## Task description
Reproduce the material from the line containing "every locomotive door" through the line containing "xmin=30 ymin=41 xmax=37 ymax=48", inclusive, substituting "close-fitting box" for every occurrence of "tight rectangle" and leaving all else unchanged; return only those lines.

## Dataset excerpts
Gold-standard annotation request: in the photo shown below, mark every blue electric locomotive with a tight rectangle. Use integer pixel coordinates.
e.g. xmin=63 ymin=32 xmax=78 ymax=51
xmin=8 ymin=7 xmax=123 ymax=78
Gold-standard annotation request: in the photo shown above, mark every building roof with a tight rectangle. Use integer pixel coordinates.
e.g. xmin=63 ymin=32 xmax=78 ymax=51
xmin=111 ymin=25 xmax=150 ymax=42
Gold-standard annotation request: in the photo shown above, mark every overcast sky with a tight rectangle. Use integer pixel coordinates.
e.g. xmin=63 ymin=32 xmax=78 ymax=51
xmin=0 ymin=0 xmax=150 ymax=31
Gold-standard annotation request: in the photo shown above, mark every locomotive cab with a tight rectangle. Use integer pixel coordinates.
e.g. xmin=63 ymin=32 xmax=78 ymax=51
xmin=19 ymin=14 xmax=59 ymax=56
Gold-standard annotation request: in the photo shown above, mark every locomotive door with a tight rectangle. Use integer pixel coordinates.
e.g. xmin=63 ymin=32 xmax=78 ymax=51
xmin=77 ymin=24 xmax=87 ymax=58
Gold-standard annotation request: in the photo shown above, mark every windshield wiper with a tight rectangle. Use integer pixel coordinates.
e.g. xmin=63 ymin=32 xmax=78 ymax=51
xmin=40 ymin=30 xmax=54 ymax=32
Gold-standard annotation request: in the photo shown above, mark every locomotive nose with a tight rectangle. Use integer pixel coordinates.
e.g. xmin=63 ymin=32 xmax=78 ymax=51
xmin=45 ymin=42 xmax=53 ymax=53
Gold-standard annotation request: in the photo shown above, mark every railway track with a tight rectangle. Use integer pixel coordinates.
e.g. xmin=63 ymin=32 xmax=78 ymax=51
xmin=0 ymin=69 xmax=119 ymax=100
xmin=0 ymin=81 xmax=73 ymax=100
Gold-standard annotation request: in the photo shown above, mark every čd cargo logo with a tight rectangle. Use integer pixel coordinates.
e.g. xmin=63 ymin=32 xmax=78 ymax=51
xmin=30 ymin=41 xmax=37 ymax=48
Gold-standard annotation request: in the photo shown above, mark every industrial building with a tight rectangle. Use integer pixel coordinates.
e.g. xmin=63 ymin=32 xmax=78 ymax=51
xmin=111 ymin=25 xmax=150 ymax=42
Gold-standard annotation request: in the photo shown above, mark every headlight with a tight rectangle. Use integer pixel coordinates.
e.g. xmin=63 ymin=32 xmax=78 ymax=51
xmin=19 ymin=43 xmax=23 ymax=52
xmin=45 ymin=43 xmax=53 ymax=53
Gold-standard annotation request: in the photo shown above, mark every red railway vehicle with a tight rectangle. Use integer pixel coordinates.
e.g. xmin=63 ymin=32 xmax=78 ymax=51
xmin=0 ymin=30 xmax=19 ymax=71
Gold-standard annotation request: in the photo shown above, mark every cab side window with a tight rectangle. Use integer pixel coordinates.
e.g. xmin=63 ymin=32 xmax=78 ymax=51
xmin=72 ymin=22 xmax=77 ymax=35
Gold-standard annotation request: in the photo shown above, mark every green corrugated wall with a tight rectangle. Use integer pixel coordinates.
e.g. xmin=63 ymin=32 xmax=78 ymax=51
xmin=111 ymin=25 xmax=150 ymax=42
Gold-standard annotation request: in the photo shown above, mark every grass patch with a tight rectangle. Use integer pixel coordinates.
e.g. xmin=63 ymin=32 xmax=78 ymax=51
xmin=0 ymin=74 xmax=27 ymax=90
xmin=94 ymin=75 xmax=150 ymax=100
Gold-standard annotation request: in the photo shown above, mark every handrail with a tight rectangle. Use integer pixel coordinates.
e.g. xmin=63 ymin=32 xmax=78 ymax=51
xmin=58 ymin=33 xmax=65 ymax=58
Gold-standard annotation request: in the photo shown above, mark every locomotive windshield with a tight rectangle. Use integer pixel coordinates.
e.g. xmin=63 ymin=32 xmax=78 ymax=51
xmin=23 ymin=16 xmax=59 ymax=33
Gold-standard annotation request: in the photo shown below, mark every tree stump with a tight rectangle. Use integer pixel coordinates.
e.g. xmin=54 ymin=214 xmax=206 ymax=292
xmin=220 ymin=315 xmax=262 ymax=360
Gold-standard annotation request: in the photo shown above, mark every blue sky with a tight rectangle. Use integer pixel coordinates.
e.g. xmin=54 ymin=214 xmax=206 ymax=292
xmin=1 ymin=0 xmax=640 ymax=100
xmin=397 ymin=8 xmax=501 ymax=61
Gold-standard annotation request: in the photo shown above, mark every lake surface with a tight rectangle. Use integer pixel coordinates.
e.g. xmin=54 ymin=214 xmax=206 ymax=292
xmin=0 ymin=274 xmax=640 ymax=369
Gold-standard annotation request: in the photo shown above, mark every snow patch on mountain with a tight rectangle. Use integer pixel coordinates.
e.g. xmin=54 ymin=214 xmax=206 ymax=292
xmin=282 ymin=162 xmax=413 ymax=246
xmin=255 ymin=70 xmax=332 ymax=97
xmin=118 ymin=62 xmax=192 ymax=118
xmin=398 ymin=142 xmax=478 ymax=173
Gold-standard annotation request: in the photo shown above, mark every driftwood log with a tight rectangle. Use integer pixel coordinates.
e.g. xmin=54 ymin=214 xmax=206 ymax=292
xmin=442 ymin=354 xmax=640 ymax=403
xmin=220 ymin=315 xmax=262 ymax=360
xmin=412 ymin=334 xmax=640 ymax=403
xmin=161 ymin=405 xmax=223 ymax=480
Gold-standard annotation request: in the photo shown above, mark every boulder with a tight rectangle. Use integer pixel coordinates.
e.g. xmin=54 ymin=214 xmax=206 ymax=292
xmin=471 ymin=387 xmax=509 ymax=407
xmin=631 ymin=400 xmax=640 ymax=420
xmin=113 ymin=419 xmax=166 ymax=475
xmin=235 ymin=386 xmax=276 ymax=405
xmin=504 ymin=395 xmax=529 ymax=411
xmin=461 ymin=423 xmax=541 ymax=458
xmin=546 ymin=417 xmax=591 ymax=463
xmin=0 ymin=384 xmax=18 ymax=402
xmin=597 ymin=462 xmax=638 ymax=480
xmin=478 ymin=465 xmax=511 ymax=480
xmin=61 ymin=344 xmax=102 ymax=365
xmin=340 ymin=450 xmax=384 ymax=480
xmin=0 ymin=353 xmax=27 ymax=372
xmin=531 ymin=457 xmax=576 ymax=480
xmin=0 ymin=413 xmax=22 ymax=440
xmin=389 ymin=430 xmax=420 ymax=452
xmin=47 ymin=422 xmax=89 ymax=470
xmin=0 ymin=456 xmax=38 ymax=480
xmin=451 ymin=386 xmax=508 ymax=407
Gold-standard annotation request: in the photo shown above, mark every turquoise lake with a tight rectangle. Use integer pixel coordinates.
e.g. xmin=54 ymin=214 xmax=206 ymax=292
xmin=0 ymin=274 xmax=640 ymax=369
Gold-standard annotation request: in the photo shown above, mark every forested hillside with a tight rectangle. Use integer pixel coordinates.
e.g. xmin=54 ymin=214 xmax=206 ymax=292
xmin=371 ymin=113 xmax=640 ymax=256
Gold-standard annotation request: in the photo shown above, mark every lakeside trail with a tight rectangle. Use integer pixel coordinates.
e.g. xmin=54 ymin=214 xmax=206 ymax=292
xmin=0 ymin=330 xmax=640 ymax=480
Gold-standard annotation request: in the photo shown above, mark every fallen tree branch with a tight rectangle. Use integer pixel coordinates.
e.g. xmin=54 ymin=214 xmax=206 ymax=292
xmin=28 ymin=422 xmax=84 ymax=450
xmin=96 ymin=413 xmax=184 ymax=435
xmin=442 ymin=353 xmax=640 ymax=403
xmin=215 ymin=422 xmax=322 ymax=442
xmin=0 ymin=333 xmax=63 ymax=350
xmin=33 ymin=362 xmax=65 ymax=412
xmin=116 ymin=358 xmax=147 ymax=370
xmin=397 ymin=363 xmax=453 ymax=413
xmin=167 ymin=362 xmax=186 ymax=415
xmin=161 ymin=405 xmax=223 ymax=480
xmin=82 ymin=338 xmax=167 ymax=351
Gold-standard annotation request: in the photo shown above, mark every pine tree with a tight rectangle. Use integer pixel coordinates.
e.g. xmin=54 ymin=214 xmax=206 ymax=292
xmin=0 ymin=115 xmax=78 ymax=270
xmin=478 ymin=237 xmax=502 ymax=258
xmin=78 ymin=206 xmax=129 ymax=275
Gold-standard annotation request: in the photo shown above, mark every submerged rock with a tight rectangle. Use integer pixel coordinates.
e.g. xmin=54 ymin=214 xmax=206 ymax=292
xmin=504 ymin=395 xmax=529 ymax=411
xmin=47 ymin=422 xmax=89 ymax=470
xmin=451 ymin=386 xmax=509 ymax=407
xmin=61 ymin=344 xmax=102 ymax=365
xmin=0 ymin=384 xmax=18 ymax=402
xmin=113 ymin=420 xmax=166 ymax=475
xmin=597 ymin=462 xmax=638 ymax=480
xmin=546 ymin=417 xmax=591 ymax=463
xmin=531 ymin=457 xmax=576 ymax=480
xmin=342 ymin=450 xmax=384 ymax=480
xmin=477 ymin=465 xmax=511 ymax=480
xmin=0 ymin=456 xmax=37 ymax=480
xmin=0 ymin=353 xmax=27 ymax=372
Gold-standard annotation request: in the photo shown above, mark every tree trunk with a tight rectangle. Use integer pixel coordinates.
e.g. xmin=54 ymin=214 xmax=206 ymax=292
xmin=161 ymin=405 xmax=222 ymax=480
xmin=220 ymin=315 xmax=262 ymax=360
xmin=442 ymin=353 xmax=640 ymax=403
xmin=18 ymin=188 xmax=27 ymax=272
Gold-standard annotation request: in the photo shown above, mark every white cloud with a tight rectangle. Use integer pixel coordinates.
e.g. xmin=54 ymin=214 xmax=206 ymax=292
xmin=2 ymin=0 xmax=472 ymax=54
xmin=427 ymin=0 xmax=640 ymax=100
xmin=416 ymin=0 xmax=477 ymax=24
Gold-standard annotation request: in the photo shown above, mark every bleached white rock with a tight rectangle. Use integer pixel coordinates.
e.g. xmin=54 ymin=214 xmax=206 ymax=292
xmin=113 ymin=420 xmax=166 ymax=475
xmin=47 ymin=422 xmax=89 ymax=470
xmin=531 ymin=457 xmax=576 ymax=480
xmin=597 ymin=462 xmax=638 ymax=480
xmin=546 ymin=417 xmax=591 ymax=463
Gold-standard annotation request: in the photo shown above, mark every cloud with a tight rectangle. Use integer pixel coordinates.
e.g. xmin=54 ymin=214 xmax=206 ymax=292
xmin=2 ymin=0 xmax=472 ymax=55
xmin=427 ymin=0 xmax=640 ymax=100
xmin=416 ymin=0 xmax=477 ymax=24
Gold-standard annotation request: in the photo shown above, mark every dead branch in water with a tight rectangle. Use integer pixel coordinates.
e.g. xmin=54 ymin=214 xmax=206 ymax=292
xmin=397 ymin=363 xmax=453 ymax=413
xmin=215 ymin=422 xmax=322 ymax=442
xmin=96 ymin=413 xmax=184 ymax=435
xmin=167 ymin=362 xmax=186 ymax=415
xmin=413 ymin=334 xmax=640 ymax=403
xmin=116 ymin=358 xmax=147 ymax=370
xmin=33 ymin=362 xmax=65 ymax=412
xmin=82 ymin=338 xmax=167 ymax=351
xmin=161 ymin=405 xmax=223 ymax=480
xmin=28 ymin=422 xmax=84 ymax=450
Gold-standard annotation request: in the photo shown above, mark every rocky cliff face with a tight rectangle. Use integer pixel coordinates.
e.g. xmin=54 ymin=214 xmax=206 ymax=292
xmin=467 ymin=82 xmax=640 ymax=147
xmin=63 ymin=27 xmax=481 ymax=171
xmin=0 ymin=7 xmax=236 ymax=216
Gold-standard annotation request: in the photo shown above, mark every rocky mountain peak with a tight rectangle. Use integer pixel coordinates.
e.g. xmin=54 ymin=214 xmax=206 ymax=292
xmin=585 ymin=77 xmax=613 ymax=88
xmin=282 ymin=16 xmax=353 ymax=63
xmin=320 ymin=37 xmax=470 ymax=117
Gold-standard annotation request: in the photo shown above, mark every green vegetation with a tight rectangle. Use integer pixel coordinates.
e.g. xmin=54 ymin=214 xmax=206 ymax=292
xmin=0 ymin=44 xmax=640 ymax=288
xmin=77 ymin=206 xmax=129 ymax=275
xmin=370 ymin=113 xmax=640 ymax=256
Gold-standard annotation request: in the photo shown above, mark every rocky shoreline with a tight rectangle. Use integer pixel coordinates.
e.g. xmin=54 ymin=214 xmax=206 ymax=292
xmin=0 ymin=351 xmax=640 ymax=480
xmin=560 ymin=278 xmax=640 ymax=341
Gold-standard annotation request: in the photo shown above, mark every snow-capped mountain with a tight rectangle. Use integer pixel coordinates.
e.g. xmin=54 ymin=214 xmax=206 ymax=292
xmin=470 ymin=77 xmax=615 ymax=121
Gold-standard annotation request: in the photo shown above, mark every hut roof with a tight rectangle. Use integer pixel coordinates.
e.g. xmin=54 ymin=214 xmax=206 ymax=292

## Exercise output
Gold-standard annotation request: in the photo shown above, mark every locomotive door with a close-fitting box. Use integer pixel coordinates.
e.g. xmin=63 ymin=32 xmax=78 ymax=51
xmin=77 ymin=24 xmax=87 ymax=58
Gold-standard annotation request: in the photo shown above, mark every windshield wiper with a close-fitting box. Use integer pixel coordinates.
e.g. xmin=63 ymin=32 xmax=78 ymax=51
xmin=40 ymin=30 xmax=54 ymax=32
Gold-standard annotation request: in the photo shown above, mark every locomotive nose with a close-fitting box. Use integer pixel coordinates.
e.g. xmin=63 ymin=32 xmax=78 ymax=51
xmin=45 ymin=42 xmax=53 ymax=53
Gold-standard annotation request: in the photo shown above, mark every railway track with a close-fitting box. Use integer pixel coordinates.
e.g. xmin=63 ymin=32 xmax=78 ymax=51
xmin=0 ymin=69 xmax=119 ymax=100
xmin=0 ymin=81 xmax=73 ymax=100
Gold-standard annotation request: in the photo shown above, mark every čd cargo logo with a close-fitting box. Use integer pixel coordinates.
e.g. xmin=63 ymin=32 xmax=78 ymax=51
xmin=30 ymin=41 xmax=37 ymax=48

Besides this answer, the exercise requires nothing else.